== Records provided ==

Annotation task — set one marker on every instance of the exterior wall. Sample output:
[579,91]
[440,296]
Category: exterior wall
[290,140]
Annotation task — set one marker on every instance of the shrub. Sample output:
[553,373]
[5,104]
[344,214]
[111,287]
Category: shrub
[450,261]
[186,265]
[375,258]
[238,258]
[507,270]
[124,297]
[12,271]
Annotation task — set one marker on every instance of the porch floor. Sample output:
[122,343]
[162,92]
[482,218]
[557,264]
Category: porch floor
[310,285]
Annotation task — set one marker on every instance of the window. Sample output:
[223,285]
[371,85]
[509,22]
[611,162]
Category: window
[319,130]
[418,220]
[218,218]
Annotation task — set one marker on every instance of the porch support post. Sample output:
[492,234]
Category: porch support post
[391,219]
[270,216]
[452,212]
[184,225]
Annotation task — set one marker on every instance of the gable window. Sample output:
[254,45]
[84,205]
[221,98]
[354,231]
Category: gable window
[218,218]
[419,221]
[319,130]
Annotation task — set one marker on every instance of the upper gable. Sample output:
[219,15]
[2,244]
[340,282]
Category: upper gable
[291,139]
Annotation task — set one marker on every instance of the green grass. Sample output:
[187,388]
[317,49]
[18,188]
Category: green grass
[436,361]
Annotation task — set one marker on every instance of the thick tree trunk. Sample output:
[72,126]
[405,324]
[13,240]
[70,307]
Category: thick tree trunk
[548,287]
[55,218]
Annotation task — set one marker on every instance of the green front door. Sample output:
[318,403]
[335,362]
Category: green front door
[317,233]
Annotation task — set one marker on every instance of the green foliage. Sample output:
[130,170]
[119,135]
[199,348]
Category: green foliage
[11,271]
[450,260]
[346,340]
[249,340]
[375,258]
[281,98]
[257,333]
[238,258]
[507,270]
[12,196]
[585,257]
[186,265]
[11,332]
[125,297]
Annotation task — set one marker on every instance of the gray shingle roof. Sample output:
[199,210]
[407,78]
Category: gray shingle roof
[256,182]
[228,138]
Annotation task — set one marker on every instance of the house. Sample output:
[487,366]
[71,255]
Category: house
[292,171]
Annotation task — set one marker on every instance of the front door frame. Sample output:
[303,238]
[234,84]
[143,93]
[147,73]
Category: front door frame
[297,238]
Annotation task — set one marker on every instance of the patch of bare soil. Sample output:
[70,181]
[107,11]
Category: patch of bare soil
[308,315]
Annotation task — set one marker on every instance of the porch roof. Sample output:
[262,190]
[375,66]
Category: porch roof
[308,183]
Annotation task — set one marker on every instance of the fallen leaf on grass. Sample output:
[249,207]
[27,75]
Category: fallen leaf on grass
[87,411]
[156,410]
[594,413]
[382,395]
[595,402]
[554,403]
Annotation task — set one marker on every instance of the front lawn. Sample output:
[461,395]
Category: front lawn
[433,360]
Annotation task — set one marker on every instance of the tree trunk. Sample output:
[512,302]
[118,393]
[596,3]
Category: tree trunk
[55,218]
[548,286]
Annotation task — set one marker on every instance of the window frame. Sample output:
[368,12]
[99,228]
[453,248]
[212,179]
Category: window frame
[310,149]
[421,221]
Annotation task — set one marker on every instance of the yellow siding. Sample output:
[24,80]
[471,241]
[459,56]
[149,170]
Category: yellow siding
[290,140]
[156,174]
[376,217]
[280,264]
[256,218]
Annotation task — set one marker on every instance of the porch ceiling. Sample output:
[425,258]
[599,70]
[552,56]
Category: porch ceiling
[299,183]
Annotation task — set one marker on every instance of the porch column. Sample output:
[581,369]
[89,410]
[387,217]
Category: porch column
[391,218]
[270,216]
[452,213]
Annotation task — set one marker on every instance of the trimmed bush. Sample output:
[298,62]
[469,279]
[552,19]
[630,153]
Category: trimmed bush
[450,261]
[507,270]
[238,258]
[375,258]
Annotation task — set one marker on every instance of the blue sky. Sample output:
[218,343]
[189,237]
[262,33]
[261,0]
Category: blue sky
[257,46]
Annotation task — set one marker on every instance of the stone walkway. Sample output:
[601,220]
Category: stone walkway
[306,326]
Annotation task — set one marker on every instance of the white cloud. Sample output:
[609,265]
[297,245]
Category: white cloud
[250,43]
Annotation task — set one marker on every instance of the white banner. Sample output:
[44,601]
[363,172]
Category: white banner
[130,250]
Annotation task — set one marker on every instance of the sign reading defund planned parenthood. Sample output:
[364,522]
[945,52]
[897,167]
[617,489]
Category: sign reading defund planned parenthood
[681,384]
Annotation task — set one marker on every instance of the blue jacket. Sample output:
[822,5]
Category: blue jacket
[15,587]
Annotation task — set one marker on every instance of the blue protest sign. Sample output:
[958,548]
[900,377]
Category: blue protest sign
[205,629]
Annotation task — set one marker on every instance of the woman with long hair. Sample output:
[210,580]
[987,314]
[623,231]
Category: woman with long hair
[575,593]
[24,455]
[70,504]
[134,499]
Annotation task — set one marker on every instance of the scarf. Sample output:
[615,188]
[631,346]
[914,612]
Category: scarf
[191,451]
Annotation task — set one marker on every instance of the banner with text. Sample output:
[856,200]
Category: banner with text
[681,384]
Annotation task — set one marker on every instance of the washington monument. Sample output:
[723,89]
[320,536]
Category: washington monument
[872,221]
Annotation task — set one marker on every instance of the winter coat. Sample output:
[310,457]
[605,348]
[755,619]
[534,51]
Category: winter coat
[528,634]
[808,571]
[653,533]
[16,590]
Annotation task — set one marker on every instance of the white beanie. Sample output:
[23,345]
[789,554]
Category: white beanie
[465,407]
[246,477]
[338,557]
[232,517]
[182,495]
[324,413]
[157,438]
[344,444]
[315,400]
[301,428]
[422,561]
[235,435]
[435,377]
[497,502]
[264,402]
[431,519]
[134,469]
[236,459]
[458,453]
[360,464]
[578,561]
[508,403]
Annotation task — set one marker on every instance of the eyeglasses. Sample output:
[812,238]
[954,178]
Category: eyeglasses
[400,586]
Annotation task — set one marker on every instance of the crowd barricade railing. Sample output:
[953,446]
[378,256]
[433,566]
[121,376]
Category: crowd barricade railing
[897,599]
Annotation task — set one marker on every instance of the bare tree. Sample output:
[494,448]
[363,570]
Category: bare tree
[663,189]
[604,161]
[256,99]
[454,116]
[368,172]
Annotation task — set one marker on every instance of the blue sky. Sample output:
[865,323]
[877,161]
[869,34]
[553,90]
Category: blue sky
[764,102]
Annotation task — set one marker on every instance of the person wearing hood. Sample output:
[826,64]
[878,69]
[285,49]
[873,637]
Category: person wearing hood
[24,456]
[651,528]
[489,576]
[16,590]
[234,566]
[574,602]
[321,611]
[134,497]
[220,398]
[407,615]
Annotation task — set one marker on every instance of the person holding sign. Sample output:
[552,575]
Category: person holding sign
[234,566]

===

**Exercise aim:** Character for character, reproduce all of the lines above.

**Answer for the task:**
Annotation task — set one marker on every instance of the exterior wall. Sample output:
[579,91]
[440,296]
Category: exterior wall
[290,140]
Annotation task — set one marker on every instance of the shrub. Sample output:
[553,373]
[5,104]
[344,214]
[111,287]
Category: shrub
[450,261]
[186,265]
[375,258]
[238,258]
[507,270]
[124,297]
[12,271]
Annotation task — set one marker on every instance of the porch floor. Sample output:
[122,343]
[162,92]
[482,218]
[557,264]
Category: porch floor
[310,285]
Annotation task — set one marker on every instance of the window. Sample output:
[223,285]
[371,85]
[509,22]
[611,162]
Category: window
[319,130]
[418,220]
[218,218]
Annotation task — set one marker on every instance of the porch support post. Sample output:
[492,234]
Category: porch support post
[391,219]
[270,216]
[452,212]
[184,225]
Annotation task — set one marker on every instance of the gable window. Sample output:
[254,45]
[84,205]
[221,98]
[354,231]
Category: gable window
[218,218]
[419,221]
[319,130]
Annotation task — set one marker on every instance of the upper gable. Sample output:
[219,15]
[2,244]
[340,282]
Category: upper gable
[291,139]
Annotation task — set one marker on every instance of the green grass. Sample output:
[187,388]
[317,49]
[18,188]
Category: green grass
[436,361]
Annotation task — set one marker on every instance of the thick tree trunk. Sample output:
[72,126]
[405,324]
[13,240]
[70,307]
Category: thick tree trunk
[548,287]
[55,218]
Annotation task — set one marker on every instance of the green front door. Sample output:
[318,403]
[335,362]
Category: green front door
[317,233]
Annotation task — set one marker on every instance of the green foliage. Sample output:
[130,170]
[119,135]
[199,348]
Category: green foliage
[11,271]
[450,260]
[346,340]
[249,340]
[375,258]
[281,98]
[257,333]
[238,258]
[507,270]
[12,196]
[585,257]
[186,265]
[11,332]
[125,297]
Annotation task — set one marker on every instance of the gray shingle roof. Sample output:
[199,210]
[407,78]
Category: gray shingle roof
[256,182]
[228,138]
Annotation task — set one marker on every instance of the house. Sample output:
[487,366]
[71,255]
Category: house
[292,171]
Annotation task — set one marker on every instance of the front door frame. Sample output:
[303,238]
[234,84]
[143,93]
[147,73]
Category: front door frame
[297,238]
Annotation task — set one marker on every instance of the patch of bare soil. Sample output:
[70,181]
[107,11]
Category: patch of bare soil
[308,315]
Annotation task — set one marker on every instance of the porch roof. Sample output:
[262,190]
[375,66]
Category: porch roof
[308,183]
Annotation task — set one marker on every instance of the fallen leaf on grass. Sample output:
[249,207]
[27,75]
Category: fallen leaf on grass
[87,411]
[156,410]
[594,413]
[382,395]
[595,402]
[554,403]
Annotation task — set one marker on every instance of the front lawn. Sample output:
[461,395]
Category: front lawn
[433,360]
Annotation task — set one marker on every instance of the tree trunk. Sample output:
[512,302]
[118,393]
[596,3]
Category: tree trunk
[55,218]
[548,286]
Annotation task — set one marker on every instance of the window frame. Sample output:
[368,12]
[99,228]
[453,248]
[212,179]
Category: window frame
[310,149]
[421,221]
Annotation task — set one marker on every instance of the yellow siding. Sample output:
[24,80]
[471,241]
[459,56]
[149,170]
Category: yellow siding
[290,140]
[156,174]
[376,217]
[280,264]
[256,218]
Annotation task — set one marker on every instance of the porch ceiling. Sample output:
[425,258]
[599,70]
[552,56]
Category: porch ceiling
[299,183]
Annotation task — set one marker on every instance of the porch column. Sample output:
[581,369]
[89,410]
[387,217]
Category: porch column
[391,218]
[270,216]
[452,213]
Annotation task — set one marker on every instance of the trimmed bush. Sample output:
[298,62]
[469,279]
[552,19]
[630,153]
Category: trimmed bush
[450,261]
[507,270]
[238,258]
[375,258]
Annotation task — set one marker on every instance of the blue sky. Sample output:
[218,343]
[189,237]
[262,33]
[261,0]
Category: blue sky
[257,46]
Annotation task — set one marker on every instance of the stone walkway. Sample output:
[601,220]
Category: stone walkway
[306,326]
Annotation task — set one marker on every instance of the white cloud. Sample output:
[609,265]
[297,245]
Category: white cloud
[250,43]
Annotation task — set one marker on every instance of the white banner. Sample output:
[44,601]
[363,172]
Category: white banner
[130,250]
Annotation task — set one marker on every instance of the sign reading defund planned parenthood. Sample output:
[364,522]
[945,52]
[897,167]
[617,489]
Category: sign reading defund planned parenthood
[681,384]
Annotation task — set one marker on every instance of the blue jacket. Sample output:
[822,5]
Category: blue jacket
[15,587]
Annotation task — set one marker on every instance of the blue protest sign. Sample output:
[958,548]
[900,377]
Category: blue protest sign
[205,629]
Annotation task — set one marker on every instance of the woman with long hair. Sample output:
[210,580]
[987,314]
[623,231]
Category: woman with long hair
[575,593]
[24,455]
[70,504]
[134,499]
Annotation task — set one marker on every instance of the scarf. Sample output:
[615,188]
[631,346]
[914,612]
Category: scarf
[191,451]
Annotation task — set one marker on every instance of the banner with text. Sample output:
[856,200]
Category: banner with text
[681,384]
Annotation task — set one marker on every instance of the washington monument. Sample output:
[723,89]
[320,536]
Category: washington monument
[872,221]
Annotation task — set one marker on every instance of the winter coat. Sample output:
[310,457]
[605,348]
[755,619]
[534,51]
Category: winter coat
[528,634]
[808,571]
[653,533]
[16,590]
Annotation task — set one marker on every instance of the white beanie. Sample output:
[23,345]
[789,554]
Category: white beanie
[465,407]
[246,477]
[338,557]
[232,517]
[182,495]
[324,413]
[157,438]
[344,444]
[315,400]
[301,428]
[422,561]
[235,435]
[435,377]
[497,502]
[264,402]
[431,519]
[134,469]
[236,459]
[458,453]
[360,464]
[578,561]
[508,403]
Annotation task — set one marker on every instance of the eyeglasses. Sample output:
[812,238]
[954,178]
Category: eyeglasses
[400,586]
Annotation task — set one marker on every instance of the crowd barricade railing. Sample output:
[953,446]
[378,256]
[433,566]
[121,376]
Category: crowd barricade railing
[897,599]
Annotation task — set one marker on every instance of the bare tree. Sample output:
[494,448]
[363,570]
Category: bare tree
[663,189]
[604,161]
[256,99]
[454,116]
[368,172]
Annotation task — set one marker on every instance of the blue sky. Sample output:
[865,323]
[877,161]
[869,34]
[553,90]
Category: blue sky
[764,102]
Annotation task — set one marker on every instance of the person wearing hood. Sample output:
[826,64]
[878,69]
[285,49]
[873,637]
Category: person wearing hood
[24,456]
[651,528]
[489,576]
[16,590]
[234,566]
[574,602]
[321,611]
[134,497]
[220,398]
[407,615]
Annotation task — set one marker on every instance of the person holding sign. Sample output:
[552,575]
Category: person holding sign
[234,566]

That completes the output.